_EXCERPT TO READ:_
********************

Crafters learn a valuable lesson in hide-tanning

A deer hide is stretched by hand in the traditional way during a week of instruction in Chippewas of the Thames First Nation. Pictured in the circle from the bottom left are Elijah Jewell, language resource technician, Wayne Deleary, Jessica Duke, instructor Barry Callow, and Felicia Huff. – Photo courtesy of COTTFN

By Colin Graf    

DESHKAN ZIIBING (CHIPPEWAS OF THE THAMES FIRST NATION)— Community members of Chippewas of the Thames First Nation (COTTFN) have had a unique opportunity to learn about the traditional ways of tanning and preparing deer hide while also creating a new tool to help with learning their ancestral language.

A small group of crafters and others interested in hide-tanning joined members of the COTTFN Language, Culture, and Heritage Department at a week-long event in the community in Dec., says Elijah Jewell, language resource technician.

The hide-tanning day camp taught participants first how to soak the new hides in water and hardwood ash to loosen the hair and membranes next to the skin, and then stretch it on wooden frames, Jewell explains.  The event was run by Barry Callow, an avid outdoorsman from the region, described by Jewell as a “strong ally and good friend” to the COTTFN community.

Callow, who has been doing classes on hide-tanning for three different First Nations in the London area for years, says the COTTFN event was one of the best yet due to the enthusiasm of the participants.

********************

_DATA FOR ANALYSIS:_
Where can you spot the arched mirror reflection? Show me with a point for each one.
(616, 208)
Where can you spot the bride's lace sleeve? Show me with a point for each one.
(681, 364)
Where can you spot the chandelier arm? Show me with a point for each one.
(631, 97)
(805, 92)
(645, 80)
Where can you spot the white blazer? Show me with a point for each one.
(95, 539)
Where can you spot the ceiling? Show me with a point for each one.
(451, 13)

********************

_SET OF TASKS:_
[1] Transcribe the part of the hide-tanning article that begins with the words containing "DESHKAN ZIIBING (CHIPPEWAS" and ends with "the COTTFN community.".
[2] According to the hide-tanning article, in what did participants first soak the new hides?

_RESPONSES:_
[1]
DESHKAN ZIIBING (CHIPPEWAS OF THE THAMES FIRST NATION)— Community members of Chippewas of the Thames First Nation (COTTFN) have had a unique opportunity to learn about the traditional ways of tanning and preparing deer hide while also creating a new tool to help with learning their ancestral language.

A small group of crafters and others interested in hide-tanning joined members of the COTTFN Language, Culture, and Heritage Department at a week-long event in the community in Dec., says Elijah Jewell, language resource technician.

The hide-tanning day camp taught participants first how to soak the new hides in water and hardwood ash to loosen the hair and membranes next to the skin, and then stretch it on wooden frames, Jewell explains.  The event was run by Barry Callow, an avid outdoorsman from the region, described by Jewell as a “strong ally and good friend” to the COTTFN community.

[2] Water and hardwood ash.